* Requirement *
Lines of the data that contain the word "Target" are the ones to copy.

[Natural-language object grounding data]
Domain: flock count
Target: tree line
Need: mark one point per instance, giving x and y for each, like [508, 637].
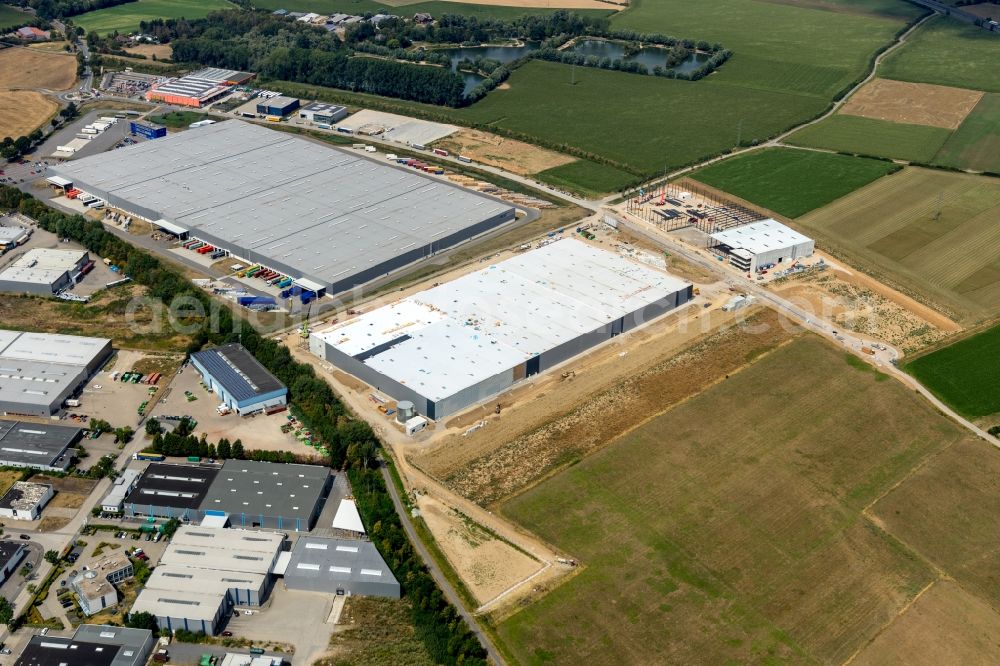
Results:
[351, 442]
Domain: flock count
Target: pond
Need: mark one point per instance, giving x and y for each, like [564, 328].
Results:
[650, 56]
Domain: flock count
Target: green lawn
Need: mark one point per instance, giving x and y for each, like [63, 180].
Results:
[949, 53]
[869, 136]
[793, 182]
[739, 538]
[966, 375]
[9, 17]
[125, 18]
[976, 143]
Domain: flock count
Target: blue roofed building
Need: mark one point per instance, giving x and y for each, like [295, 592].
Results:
[240, 381]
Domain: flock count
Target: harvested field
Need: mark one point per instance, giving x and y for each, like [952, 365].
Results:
[946, 625]
[487, 565]
[31, 68]
[947, 510]
[912, 103]
[859, 309]
[730, 529]
[931, 234]
[160, 51]
[515, 156]
[504, 458]
[23, 111]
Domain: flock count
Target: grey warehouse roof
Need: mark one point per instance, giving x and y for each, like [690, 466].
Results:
[238, 371]
[269, 489]
[33, 444]
[328, 213]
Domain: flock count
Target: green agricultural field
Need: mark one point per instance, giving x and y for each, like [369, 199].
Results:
[792, 182]
[934, 234]
[869, 136]
[740, 538]
[966, 374]
[125, 18]
[9, 17]
[976, 143]
[949, 53]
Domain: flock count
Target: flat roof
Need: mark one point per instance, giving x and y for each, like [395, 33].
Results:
[23, 495]
[50, 347]
[455, 335]
[267, 489]
[238, 371]
[324, 212]
[176, 486]
[318, 558]
[36, 444]
[762, 236]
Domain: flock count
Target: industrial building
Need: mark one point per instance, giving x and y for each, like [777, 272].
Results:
[91, 645]
[122, 488]
[38, 371]
[95, 587]
[752, 247]
[43, 447]
[45, 272]
[11, 554]
[338, 566]
[197, 88]
[25, 501]
[328, 218]
[321, 112]
[170, 491]
[277, 496]
[464, 341]
[277, 106]
[239, 379]
[205, 572]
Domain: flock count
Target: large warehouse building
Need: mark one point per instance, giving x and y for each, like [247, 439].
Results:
[328, 218]
[197, 88]
[240, 381]
[766, 243]
[464, 341]
[43, 271]
[38, 371]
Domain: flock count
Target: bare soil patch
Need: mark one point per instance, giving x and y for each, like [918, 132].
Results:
[945, 625]
[507, 456]
[487, 565]
[31, 68]
[161, 51]
[22, 111]
[914, 103]
[515, 156]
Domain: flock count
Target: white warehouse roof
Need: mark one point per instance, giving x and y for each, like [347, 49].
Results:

* Response to this exercise *
Target: tree line
Target: pond
Target: green lawn
Target: blue roofed building
Target: harvested field
Target: grey warehouse roof
Target: green agricultural field
Target: flat roof
Target: industrial building
Target: large warehouse building
Target: bare soil patch
Target: white warehouse roof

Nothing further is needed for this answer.